The first months of 2006 also progressed well. Marilyn responded so positively to the treatments that, to the best of my memory, no second surgery was needed. Her prognosis seemed so much better than we had dared to hope. I tried to go in to Chicago as often as possible to meet up with her and Cheryl, and we kept up our emailing and phone calling. Marilyn's hair grew back, and she was just as cute as a little puppy! (I can see her face now as I make that observation.) All of her friends rejoiced, not only that she was still with us but also that she felt so well.

I began working at Notre Dame that summer, and my visits to Chicago tapered off somewhat. Everyone remained in close touch by email and phone, however, and I think we did get together for Marilyn's birthday. My last lunch with her and Cheryl was in August, I think.

Entries shown:
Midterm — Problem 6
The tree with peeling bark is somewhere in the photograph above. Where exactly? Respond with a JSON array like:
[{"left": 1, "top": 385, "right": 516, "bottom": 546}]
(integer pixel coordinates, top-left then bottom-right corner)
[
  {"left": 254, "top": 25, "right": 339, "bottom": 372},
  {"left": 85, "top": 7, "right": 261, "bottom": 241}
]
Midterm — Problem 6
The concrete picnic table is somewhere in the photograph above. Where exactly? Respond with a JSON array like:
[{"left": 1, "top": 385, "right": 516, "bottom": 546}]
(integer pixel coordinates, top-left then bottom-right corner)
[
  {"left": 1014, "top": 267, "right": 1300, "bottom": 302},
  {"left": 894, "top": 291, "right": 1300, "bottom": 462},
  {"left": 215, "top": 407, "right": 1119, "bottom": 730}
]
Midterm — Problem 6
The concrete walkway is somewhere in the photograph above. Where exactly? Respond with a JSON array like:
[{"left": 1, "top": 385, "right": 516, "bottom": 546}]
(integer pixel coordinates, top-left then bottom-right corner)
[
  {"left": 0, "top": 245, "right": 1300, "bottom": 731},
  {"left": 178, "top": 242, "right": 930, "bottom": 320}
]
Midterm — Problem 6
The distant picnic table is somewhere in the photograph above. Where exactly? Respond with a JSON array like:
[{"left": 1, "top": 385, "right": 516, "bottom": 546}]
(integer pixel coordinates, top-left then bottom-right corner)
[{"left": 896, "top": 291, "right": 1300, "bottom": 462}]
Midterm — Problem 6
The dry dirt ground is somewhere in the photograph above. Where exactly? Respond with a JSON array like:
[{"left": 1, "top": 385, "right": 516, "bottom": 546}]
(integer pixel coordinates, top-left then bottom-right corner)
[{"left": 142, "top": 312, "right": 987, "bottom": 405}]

--

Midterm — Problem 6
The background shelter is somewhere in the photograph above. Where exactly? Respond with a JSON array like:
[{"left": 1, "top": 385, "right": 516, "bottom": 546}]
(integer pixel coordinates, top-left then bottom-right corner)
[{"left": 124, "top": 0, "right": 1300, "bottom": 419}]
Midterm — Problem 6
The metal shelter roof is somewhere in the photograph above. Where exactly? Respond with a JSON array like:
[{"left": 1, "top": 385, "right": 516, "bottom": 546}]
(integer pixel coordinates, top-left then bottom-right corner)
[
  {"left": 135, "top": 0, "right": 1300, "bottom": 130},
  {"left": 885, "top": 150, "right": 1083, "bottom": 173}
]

...

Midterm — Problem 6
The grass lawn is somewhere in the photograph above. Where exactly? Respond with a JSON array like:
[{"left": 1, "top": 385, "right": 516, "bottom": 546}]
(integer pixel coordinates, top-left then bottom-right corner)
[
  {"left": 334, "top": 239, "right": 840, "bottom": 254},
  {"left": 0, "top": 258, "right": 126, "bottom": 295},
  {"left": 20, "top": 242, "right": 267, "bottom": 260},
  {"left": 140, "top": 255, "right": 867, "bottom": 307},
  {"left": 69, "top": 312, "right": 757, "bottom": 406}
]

Directions:
In the page excerpt about Marilyn, where did the writer start working that summer?

Result of this exercise:
At Notre Dame.